◆ EXTRACT PROVIDED
Figure 1. User-Selectable AS Domain Tunnelling Framework

Figure 1. User-Selectable AS Domain Tunnelling Framework

Network Operator Functions

Tunnels traversing multiple domains are hampered by the unwillingness of network operators to support inter-operator signalling, coupled with the control of the associated forwarding infrastructure. However, our system does not depend on any information that the network operators will not share with the DSB due to “trust” issues. We assume that cooperative operators will let the broker advertise their available tunnels centrally, with some information such as where the tunnels are, how much the “usage charge” is, and what performance they offer to the users, typically in terms of guaranteed traversal delay relative to the no-tunnel alternative. The approach does not require the sharing of any sensitive information such as the mechanism by which the tunnels are established and maintained. However, AT&T and CAIDA already provide some information concerning dynamic network performance (Statista, n.d.; CAIDA, n.d. Huffaker, 2012).

Our system deals with the tunnels existing between Autonomous System Border Routers (ASBRs) belonging to the same AS. There is no need to know about the internal path of the tunnels. Tunnels straddling AS domains are considered optional, as they would require a peering relationship between operators. However, mechanisms for stitching together LSPs across AS domains could technically be provided if sufficient trust existed between adjacent operators.

◆ SHORT PROBLEM 1
From the passage on network operator functions, list each kind of tunnel information that cooperative operators are assumed to let the broker advertise centrally.

Stored items from a collection
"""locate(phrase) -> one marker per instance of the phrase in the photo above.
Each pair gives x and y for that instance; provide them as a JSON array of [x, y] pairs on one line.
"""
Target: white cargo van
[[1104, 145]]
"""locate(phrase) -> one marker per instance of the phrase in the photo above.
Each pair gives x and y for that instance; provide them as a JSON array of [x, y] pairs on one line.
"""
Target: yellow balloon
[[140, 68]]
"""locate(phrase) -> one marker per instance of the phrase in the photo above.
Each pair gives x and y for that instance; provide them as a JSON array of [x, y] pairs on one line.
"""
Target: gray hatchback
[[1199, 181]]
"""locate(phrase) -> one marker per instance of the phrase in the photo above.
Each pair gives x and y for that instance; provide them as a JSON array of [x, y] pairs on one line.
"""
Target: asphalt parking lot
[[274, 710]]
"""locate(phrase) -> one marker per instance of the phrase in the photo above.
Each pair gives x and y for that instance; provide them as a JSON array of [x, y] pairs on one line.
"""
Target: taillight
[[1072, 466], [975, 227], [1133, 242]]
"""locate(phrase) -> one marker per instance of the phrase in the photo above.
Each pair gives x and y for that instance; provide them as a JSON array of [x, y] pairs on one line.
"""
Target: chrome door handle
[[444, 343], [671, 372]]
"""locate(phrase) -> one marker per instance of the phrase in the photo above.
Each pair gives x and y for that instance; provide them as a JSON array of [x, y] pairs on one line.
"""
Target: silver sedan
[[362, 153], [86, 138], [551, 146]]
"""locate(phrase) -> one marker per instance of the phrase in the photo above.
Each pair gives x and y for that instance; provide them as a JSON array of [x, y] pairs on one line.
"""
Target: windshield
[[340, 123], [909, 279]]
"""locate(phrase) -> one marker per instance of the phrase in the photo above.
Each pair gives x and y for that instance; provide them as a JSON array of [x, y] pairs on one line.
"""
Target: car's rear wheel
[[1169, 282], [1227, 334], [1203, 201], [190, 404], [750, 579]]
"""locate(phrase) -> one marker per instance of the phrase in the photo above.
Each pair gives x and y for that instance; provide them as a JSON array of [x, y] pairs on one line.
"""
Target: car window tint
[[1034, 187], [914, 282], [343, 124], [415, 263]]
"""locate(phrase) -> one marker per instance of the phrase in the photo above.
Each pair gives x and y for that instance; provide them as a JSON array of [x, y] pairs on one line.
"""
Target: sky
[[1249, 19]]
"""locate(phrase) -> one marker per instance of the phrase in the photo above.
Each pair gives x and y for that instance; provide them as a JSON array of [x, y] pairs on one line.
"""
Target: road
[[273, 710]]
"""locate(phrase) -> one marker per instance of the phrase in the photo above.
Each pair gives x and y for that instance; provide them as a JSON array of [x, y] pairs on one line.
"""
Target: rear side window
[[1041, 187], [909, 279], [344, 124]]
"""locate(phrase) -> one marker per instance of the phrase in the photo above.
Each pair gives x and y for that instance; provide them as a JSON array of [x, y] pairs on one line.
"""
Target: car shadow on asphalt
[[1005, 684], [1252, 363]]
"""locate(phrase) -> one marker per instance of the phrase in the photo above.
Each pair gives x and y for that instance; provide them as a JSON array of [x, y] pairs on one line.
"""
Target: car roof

◆ SHORT PROBLEM 2
Transcribe the records word for word, from their first line through the line holding "[[1104, 145]]", inclusive.

◆ EXERCISE OUTPUT 1
- Where the tunnels are
- How much the "usage charge" is
- What performance they offer to the users, typically in terms of guaranteed traversal delay relative to the no-tunnel alternative

◆ EXERCISE OUTPUT 2
"""locate(phrase) -> one marker per instance of the phrase in the photo above.
Each pair gives x and y for that instance; provide them as a JSON array of [x, y] pairs on one line.
"""
Target: white cargo van
[[1104, 145]]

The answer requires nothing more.